··· Dataset records ···

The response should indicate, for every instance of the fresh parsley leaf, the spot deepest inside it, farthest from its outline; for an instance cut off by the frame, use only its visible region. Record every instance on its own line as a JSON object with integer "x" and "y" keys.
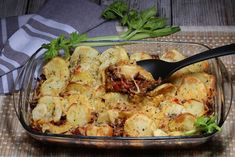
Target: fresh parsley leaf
{"x": 63, "y": 43}
{"x": 207, "y": 125}
{"x": 204, "y": 125}
{"x": 116, "y": 10}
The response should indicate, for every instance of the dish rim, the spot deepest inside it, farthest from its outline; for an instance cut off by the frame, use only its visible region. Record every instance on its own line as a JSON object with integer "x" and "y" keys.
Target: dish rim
{"x": 158, "y": 138}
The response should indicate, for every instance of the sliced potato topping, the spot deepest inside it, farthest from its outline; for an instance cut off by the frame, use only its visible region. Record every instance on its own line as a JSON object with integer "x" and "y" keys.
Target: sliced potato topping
{"x": 57, "y": 67}
{"x": 108, "y": 94}
{"x": 52, "y": 87}
{"x": 139, "y": 125}
{"x": 140, "y": 56}
{"x": 194, "y": 107}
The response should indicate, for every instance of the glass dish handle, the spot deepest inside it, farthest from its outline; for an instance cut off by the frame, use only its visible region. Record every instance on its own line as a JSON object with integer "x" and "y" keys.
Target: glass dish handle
{"x": 227, "y": 89}
{"x": 17, "y": 86}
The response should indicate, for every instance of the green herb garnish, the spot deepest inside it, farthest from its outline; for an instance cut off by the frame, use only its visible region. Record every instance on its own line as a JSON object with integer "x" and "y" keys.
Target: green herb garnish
{"x": 141, "y": 25}
{"x": 204, "y": 125}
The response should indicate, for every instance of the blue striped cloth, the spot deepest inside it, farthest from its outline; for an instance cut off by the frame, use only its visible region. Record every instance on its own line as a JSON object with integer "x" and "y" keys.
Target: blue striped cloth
{"x": 22, "y": 36}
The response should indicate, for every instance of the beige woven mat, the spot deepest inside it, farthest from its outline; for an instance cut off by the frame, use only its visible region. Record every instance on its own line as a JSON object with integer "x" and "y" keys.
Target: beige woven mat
{"x": 14, "y": 141}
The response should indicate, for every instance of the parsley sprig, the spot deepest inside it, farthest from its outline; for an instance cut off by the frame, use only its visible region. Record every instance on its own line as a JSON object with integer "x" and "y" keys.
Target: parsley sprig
{"x": 61, "y": 43}
{"x": 204, "y": 125}
{"x": 140, "y": 24}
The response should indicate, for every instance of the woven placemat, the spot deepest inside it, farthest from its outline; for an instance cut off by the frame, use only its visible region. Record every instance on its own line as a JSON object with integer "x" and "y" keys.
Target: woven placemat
{"x": 14, "y": 141}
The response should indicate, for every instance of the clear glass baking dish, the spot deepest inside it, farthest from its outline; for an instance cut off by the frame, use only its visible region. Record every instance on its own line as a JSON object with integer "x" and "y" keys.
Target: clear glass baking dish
{"x": 26, "y": 83}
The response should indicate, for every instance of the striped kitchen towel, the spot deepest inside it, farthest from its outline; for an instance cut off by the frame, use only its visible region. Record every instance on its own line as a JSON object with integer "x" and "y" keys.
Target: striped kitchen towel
{"x": 27, "y": 33}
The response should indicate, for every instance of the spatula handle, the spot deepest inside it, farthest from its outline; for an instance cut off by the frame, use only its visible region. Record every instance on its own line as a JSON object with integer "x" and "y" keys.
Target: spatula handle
{"x": 212, "y": 53}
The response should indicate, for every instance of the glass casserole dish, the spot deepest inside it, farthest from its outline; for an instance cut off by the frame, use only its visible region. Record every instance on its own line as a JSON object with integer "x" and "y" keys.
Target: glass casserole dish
{"x": 27, "y": 80}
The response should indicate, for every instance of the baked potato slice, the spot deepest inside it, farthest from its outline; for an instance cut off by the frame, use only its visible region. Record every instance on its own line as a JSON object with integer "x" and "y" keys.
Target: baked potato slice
{"x": 53, "y": 86}
{"x": 56, "y": 67}
{"x": 49, "y": 109}
{"x": 139, "y": 125}
{"x": 195, "y": 108}
{"x": 140, "y": 56}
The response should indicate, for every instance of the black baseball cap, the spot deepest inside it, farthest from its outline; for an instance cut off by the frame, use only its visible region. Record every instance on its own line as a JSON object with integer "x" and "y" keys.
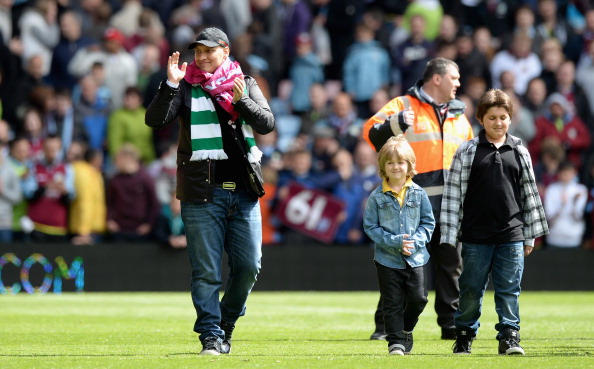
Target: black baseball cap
{"x": 211, "y": 37}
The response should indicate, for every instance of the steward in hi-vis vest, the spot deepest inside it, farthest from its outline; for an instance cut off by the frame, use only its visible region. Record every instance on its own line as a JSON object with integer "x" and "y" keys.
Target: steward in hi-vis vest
{"x": 435, "y": 135}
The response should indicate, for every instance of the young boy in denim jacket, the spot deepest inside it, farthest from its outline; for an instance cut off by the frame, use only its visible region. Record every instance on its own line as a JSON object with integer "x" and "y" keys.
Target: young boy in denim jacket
{"x": 399, "y": 220}
{"x": 491, "y": 204}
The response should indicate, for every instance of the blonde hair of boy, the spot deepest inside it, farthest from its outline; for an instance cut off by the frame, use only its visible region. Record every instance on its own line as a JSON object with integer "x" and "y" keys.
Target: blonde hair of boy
{"x": 397, "y": 147}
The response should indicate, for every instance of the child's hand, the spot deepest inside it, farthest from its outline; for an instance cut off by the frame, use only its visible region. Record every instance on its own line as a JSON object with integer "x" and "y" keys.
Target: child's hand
{"x": 408, "y": 246}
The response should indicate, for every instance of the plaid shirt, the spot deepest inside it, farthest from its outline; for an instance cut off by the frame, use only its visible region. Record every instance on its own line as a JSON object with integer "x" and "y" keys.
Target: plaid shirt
{"x": 535, "y": 224}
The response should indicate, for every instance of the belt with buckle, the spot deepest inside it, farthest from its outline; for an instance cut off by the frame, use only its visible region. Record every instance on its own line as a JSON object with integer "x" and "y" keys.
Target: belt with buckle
{"x": 230, "y": 186}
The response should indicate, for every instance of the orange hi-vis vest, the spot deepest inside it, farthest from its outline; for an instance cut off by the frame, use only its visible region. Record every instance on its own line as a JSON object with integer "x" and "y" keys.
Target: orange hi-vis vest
{"x": 434, "y": 138}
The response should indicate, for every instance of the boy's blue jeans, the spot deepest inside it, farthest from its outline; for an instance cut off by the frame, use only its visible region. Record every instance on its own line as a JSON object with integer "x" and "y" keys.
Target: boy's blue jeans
{"x": 231, "y": 222}
{"x": 505, "y": 263}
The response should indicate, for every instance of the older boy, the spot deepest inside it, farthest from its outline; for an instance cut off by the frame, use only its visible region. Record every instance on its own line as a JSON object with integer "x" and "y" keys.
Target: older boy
{"x": 491, "y": 204}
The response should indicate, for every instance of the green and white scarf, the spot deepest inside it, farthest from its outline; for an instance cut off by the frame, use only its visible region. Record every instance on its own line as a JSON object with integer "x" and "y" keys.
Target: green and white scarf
{"x": 205, "y": 130}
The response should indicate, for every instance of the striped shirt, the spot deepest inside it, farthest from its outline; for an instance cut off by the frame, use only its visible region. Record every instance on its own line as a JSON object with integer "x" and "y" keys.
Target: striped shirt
{"x": 535, "y": 224}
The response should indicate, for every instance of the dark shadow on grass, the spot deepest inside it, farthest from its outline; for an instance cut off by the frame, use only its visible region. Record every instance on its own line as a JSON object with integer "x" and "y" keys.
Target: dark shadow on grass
{"x": 69, "y": 355}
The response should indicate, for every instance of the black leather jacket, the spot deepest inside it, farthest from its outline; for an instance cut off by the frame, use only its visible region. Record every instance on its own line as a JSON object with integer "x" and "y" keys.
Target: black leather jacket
{"x": 195, "y": 179}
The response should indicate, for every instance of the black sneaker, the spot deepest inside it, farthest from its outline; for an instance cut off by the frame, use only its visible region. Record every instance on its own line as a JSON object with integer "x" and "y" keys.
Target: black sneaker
{"x": 396, "y": 349}
{"x": 379, "y": 335}
{"x": 211, "y": 346}
{"x": 509, "y": 343}
{"x": 228, "y": 329}
{"x": 463, "y": 343}
{"x": 448, "y": 333}
{"x": 408, "y": 342}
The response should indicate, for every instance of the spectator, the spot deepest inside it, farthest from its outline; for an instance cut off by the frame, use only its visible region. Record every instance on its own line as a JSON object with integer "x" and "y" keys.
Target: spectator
{"x": 349, "y": 188}
{"x": 132, "y": 205}
{"x": 163, "y": 171}
{"x": 88, "y": 210}
{"x": 266, "y": 30}
{"x": 588, "y": 33}
{"x": 92, "y": 112}
{"x": 366, "y": 69}
{"x": 6, "y": 21}
{"x": 473, "y": 63}
{"x": 485, "y": 42}
{"x": 20, "y": 159}
{"x": 150, "y": 32}
{"x": 564, "y": 205}
{"x": 40, "y": 32}
{"x": 448, "y": 30}
{"x": 560, "y": 121}
{"x": 518, "y": 59}
{"x": 33, "y": 130}
{"x": 551, "y": 25}
{"x": 95, "y": 15}
{"x": 169, "y": 229}
{"x": 546, "y": 168}
{"x": 535, "y": 97}
{"x": 72, "y": 39}
{"x": 522, "y": 120}
{"x": 567, "y": 86}
{"x": 10, "y": 195}
{"x": 305, "y": 70}
{"x": 121, "y": 69}
{"x": 103, "y": 93}
{"x": 432, "y": 13}
{"x": 150, "y": 71}
{"x": 343, "y": 120}
{"x": 320, "y": 108}
{"x": 49, "y": 189}
{"x": 341, "y": 18}
{"x": 411, "y": 57}
{"x": 524, "y": 23}
{"x": 126, "y": 125}
{"x": 61, "y": 121}
{"x": 585, "y": 75}
{"x": 551, "y": 56}
{"x": 132, "y": 18}
{"x": 296, "y": 19}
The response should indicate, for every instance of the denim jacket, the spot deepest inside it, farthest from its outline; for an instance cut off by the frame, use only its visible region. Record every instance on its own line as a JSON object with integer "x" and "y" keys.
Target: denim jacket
{"x": 385, "y": 222}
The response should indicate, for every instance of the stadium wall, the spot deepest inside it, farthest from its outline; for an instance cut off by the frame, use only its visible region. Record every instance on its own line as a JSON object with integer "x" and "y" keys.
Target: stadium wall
{"x": 53, "y": 268}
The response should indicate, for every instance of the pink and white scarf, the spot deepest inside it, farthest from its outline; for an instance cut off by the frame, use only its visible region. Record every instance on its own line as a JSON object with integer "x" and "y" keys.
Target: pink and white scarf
{"x": 218, "y": 84}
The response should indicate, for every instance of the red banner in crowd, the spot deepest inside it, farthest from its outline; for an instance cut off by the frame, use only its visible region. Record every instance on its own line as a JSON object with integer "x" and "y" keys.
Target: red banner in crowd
{"x": 309, "y": 211}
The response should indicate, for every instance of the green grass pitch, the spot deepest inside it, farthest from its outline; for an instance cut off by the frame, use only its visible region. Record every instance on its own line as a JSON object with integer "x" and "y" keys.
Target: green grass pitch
{"x": 321, "y": 330}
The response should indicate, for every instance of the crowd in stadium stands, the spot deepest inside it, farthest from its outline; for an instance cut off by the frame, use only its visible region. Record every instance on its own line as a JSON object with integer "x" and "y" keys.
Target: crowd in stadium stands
{"x": 78, "y": 164}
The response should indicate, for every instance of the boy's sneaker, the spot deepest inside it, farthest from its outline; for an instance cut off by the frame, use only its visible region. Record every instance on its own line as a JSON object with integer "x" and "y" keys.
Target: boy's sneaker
{"x": 463, "y": 343}
{"x": 509, "y": 343}
{"x": 379, "y": 335}
{"x": 408, "y": 342}
{"x": 211, "y": 346}
{"x": 396, "y": 349}
{"x": 228, "y": 329}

···

| The exercise |
Everything from the line containing "The response should indicate, for every instance of the stadium" through the final line of the listing, inclusive, must be reproduced exactly; leave out the rest.

| Finished answer |
The response should indicate, for every instance of the stadium wall, the spot deepest inside it, farthest from its outline; for an instance cut off by the frame, use only its visible region. Record every instance on its own line as a JSON object with integer "x" and "y" keys.
Target: stadium wall
{"x": 53, "y": 268}
The response should indicate, for every instance of the pink and white scarf, the spot deepest inside it, farthest from its outline; for an instance cut off by the frame, use only its visible region. Record every instance on its own line as a JSON object with integer "x" and "y" keys.
Target: pink and white scarf
{"x": 218, "y": 84}
The response should indicate, for every instance of the red banner in crowd, the spot deepest inside it, farthest from its outline; for an instance cut off by the frame, use only its visible region. Record every instance on its own line as a JSON object with integer "x" and "y" keys.
Target: red banner in crowd
{"x": 309, "y": 211}
The response should indicate, for every instance of the green grass pitch, the spot deepest inside it, farthest from its outline; for an instance cut off by the frame, use only its visible region. Record every instance on its own line as a JSON object with integer "x" and "y" keys.
Target: green grass pitch
{"x": 321, "y": 330}
The response should indicate, for every instance of the crowd in stadium stands, the spot deepest inside it, farthest from its outline; for an instance cut off by the frame, use only its visible region. Record every instance on its own line as a JSON object with integer "x" and "y" keys.
Target: crowd in stadium stands
{"x": 78, "y": 164}
The response should indicate, for every instance of the boy's sneaker, the spot deepest inside it, farthest from its outline; for an instance cut off by the frame, use only its visible region. Record every instance on its own line as a JSON object with integer "x" and "y" keys.
Target: boy's sneaker
{"x": 463, "y": 343}
{"x": 509, "y": 343}
{"x": 379, "y": 335}
{"x": 408, "y": 342}
{"x": 211, "y": 346}
{"x": 396, "y": 349}
{"x": 228, "y": 329}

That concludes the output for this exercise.